| Extracted text |
....

Re: Who cares about ethics?

Subject: Re: Who cares about ethics?
From: Doc <doc -at- vertext -dot- org>
To: "TECHWR-L" <techwr-l -at- lists -dot- raycomm -dot- com>
Date: Mon, 12 May 2003 01:14:16 -0400


On Fri, 11 Apr 2003 09:12:03 -0600, "Paul Strasser"
<paul -dot- strasser -at- windsor-tech -dot- com> wrote:

>So what are some examples of truly unethical tech writing? Have any of you
>been asked to do something in your writing you knew was wrong? What was it,
>and how did you handle it?

Two incidents pop to mind, neither of which I could do much about.

A product I was documenting had made a claim in the marketing
materials that the developers were unable to make good on. It was a
significant selling point and featured highly in the promotional
literature.

I felt strongly that the marketing material should be pulled. In the
absence of that I felt that the documentation should be clear that the
program did not actually do what we claimed. I was overruled by the
"powers-that-be" who said that a fix would follow within weeks that
would make it work as claimed.

I disagreed, but under direct orders left the bogus material in place.
Within a week of release the developers found that it was not possible
to make the program do what we claimed, and that the fix would never
happen.

I was able to make changes to the electronic documentation and
produced an erratum document and an addition to the read me and
release notes before moving to another product.

Three months later I found that the changes I had made had been ...
shall we say ... ignored and left unimplemented.

Perhaps not unethical but really unsavory is the following:

Another product I worked on was meant to control certain processes on
individual machines throughout an entire enterprise network. I work on
products by running them in a real world environment, so I hooked the
program into our enterprise network which was huge.

....

| Data provided |
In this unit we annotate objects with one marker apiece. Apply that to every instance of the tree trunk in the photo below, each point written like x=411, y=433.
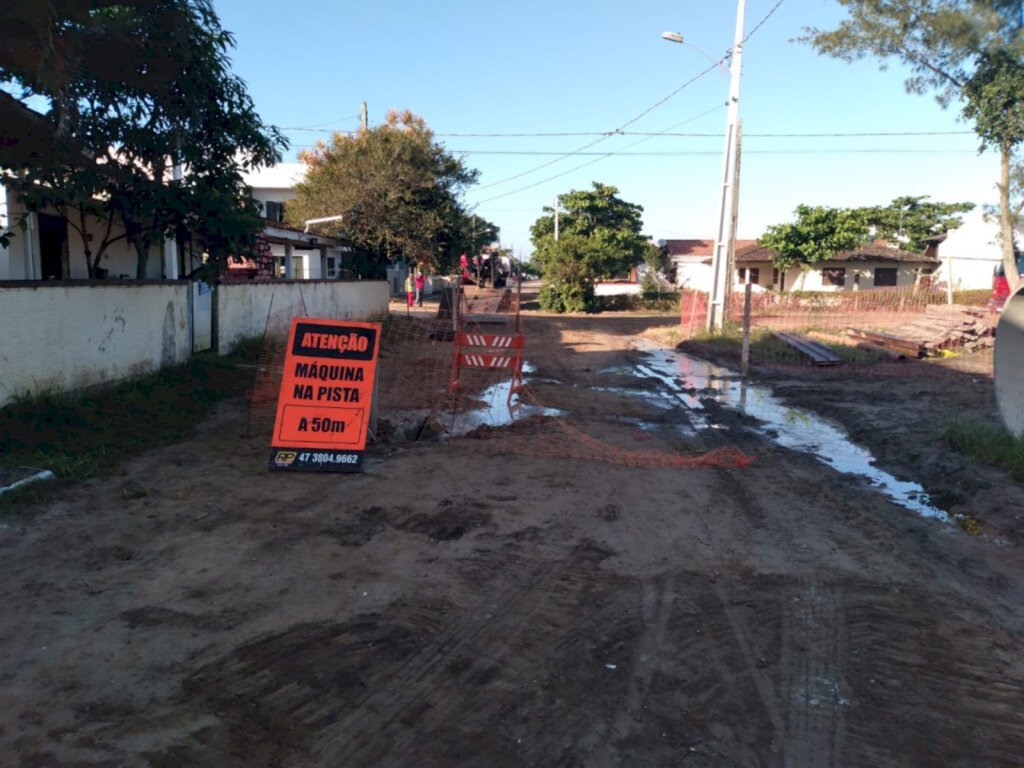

....

| Set task |
Carry on the mailing-list post about ethics in technical writing, starting right after its final sentence and writing a few more paragraphs.

| Response |
I then populated the database only to find that all the desk tops were
listed individually by machine name with no way to sort by user name,
primary server or anything else. To find a machine I had to try to
figure out what the randomly assigned names of each of more than 4,000
machines related to. It was a critical programming oversight
especially since our major customers were running tens of thousands of
desk tops.

Making things worse, there was no time to fix it. I had been moved
into the project at the last minute to speed up doc production for
release within 2 weeks. The product was approved and ready to go and
NOBODY had seen the problem since all the tests had been conducted in
a lab with a small number of machines with controlled naming protocol.

When I talked to the project lead he literally turned green. The work
around was hideous. In the documentation we revised our installation
procedures to say that the program had to be installed and pointed at
a specific server. then installed again and pointed at another, and so
on. All of a sudden an enterprise solution turned into a LAN solution.

What made it worse was that the licensing setup meant that each
iteration of the program had to be purchased separately. I was not
allowed to mention this in the documentation. Since the product sold
for several thousand dollars, they ended up having to subvert the
licensing when users found out about the problem post-sale.

My part in this fiasco was relatively ethical but it still left a bad
taste.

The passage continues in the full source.